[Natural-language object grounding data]
○ ○ ○ ○

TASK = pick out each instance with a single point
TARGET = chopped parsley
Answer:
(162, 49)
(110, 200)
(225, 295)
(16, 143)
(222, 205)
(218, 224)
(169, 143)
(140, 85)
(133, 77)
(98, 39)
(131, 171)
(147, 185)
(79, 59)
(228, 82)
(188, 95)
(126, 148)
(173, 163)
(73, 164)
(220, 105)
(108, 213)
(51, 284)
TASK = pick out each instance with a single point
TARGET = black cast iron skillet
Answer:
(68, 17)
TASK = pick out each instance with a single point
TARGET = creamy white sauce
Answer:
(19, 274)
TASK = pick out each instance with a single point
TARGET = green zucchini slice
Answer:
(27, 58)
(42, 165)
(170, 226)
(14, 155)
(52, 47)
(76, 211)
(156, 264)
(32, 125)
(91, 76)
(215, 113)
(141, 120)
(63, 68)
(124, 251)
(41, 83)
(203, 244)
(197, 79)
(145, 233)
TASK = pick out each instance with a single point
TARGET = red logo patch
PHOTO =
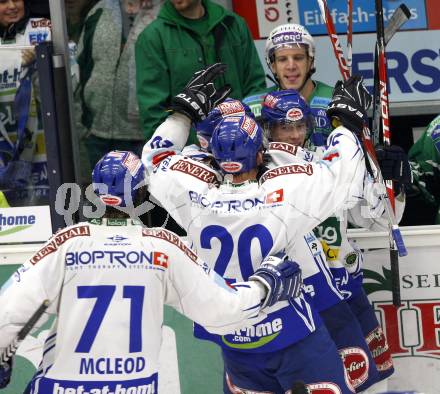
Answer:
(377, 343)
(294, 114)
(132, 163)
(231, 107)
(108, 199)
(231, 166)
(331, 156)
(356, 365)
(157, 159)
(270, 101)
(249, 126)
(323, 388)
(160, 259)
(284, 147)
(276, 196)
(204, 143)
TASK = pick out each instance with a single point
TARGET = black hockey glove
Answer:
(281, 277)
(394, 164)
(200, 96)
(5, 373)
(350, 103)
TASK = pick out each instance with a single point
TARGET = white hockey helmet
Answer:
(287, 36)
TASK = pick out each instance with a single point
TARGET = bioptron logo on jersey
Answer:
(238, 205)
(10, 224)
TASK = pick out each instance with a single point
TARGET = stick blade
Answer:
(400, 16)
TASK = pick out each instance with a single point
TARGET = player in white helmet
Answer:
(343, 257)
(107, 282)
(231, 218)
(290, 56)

○ ○ ○ ○

- What you are asked to do
In your reply, restate exactly the lines from the start of the records above through the line holding "TARGET = chopped parsley", including both, and nothing else.

- Task output
TASK = pick out each instance with a single point
TARGET = chopped parsley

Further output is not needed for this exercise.